Problem: Across the data below, how many lines have the word "rear" in them? Give the number and nothing else.

Record excerpts:
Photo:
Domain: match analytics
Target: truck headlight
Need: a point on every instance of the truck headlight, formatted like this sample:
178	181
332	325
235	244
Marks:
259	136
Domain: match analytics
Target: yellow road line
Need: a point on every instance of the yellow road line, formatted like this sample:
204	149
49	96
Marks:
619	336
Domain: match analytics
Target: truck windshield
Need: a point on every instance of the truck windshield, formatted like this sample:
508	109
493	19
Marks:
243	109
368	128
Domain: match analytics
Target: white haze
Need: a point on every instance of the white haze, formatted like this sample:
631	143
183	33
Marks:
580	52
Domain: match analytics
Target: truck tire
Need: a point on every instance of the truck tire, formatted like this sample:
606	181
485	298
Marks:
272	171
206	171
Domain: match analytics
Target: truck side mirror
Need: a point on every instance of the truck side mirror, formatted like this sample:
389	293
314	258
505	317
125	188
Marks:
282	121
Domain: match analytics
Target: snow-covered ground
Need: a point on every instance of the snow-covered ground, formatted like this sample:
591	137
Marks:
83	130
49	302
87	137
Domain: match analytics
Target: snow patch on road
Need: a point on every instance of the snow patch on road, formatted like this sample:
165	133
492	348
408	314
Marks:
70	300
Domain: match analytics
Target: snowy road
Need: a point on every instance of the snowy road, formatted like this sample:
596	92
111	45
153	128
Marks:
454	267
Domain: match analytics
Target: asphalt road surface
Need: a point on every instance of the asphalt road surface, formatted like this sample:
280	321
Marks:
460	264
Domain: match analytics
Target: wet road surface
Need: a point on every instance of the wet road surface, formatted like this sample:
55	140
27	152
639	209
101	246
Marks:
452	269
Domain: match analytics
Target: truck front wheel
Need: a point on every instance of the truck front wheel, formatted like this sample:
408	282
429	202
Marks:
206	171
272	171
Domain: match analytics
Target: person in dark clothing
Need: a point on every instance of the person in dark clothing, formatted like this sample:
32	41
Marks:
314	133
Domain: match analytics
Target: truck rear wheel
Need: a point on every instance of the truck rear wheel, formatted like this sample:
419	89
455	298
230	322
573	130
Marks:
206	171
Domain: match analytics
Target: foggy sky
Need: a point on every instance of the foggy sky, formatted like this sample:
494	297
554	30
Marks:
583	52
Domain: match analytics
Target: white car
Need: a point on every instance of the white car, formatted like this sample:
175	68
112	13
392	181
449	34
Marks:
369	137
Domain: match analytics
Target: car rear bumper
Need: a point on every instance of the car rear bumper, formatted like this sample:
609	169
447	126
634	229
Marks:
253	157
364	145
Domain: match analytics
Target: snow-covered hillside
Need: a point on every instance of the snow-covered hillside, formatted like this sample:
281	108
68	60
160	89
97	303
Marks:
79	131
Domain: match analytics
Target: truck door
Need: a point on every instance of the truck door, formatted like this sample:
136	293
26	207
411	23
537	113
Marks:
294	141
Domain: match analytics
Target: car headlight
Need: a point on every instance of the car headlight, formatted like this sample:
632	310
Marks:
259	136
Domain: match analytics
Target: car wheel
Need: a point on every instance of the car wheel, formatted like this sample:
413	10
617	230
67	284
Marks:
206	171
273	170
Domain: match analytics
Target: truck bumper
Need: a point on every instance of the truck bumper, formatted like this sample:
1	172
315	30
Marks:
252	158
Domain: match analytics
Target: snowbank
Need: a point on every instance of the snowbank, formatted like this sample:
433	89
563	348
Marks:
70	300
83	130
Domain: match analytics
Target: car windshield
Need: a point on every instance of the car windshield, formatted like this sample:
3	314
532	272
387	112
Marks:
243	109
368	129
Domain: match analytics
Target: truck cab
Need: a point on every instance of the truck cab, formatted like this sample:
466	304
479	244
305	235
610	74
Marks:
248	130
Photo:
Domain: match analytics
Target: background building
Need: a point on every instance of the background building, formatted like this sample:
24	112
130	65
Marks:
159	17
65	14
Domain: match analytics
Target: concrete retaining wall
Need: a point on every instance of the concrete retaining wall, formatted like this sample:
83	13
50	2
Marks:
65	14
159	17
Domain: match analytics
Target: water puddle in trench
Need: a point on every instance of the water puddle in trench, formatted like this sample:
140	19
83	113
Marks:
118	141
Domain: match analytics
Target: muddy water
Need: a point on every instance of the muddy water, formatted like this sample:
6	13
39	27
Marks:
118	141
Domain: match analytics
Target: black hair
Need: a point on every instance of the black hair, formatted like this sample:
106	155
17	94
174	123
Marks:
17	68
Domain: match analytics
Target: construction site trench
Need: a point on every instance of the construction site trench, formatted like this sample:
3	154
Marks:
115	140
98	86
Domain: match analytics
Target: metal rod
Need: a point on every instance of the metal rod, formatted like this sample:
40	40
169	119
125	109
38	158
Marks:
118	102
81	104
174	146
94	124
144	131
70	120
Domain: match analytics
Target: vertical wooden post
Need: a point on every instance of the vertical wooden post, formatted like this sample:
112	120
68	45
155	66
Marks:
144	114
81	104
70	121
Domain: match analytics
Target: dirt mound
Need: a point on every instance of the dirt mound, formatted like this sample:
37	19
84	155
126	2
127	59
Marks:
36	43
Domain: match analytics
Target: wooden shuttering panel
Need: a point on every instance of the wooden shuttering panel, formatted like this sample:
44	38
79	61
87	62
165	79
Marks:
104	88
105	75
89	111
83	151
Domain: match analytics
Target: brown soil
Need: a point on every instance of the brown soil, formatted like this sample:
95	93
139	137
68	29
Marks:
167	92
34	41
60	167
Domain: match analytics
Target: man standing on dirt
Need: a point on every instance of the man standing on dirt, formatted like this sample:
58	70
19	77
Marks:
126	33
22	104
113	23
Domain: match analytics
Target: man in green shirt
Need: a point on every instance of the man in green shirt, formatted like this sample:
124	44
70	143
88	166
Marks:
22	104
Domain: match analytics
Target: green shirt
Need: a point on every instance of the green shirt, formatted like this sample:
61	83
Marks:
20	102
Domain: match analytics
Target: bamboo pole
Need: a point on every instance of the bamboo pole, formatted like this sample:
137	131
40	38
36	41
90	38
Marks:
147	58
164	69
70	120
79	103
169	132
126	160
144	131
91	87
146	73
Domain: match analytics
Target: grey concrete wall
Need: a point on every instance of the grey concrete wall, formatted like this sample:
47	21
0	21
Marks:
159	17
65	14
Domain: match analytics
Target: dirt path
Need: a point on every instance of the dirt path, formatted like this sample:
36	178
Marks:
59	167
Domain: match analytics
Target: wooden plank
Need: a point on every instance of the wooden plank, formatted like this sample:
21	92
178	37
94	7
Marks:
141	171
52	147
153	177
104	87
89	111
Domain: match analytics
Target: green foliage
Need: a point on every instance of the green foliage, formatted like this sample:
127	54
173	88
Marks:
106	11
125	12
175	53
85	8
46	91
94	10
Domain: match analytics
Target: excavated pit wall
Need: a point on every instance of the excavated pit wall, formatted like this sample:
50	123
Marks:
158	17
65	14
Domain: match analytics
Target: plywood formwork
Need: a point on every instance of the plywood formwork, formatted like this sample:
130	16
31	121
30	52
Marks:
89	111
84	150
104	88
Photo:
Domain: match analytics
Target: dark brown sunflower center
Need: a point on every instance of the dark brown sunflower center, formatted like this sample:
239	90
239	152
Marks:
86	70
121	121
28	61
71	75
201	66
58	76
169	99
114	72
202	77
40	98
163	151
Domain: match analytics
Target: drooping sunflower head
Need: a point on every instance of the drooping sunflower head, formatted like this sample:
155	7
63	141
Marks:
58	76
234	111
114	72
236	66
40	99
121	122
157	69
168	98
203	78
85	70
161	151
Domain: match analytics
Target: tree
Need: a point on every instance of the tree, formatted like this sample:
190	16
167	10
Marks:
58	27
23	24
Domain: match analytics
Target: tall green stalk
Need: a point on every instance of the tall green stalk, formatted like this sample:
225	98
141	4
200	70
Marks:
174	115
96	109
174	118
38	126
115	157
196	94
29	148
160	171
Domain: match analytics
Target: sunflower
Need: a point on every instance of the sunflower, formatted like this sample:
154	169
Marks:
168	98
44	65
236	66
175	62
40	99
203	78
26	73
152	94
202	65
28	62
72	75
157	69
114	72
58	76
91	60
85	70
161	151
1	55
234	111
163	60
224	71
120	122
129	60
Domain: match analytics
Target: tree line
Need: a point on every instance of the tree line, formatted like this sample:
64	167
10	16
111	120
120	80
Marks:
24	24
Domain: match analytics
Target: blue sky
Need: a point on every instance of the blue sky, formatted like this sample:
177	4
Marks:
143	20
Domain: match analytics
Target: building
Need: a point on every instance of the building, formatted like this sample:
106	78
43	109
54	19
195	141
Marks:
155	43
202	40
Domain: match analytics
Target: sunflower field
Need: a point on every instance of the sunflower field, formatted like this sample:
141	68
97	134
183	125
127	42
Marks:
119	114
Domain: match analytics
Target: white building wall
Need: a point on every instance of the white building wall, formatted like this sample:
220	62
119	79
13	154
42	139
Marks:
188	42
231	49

Solution for this problem: 4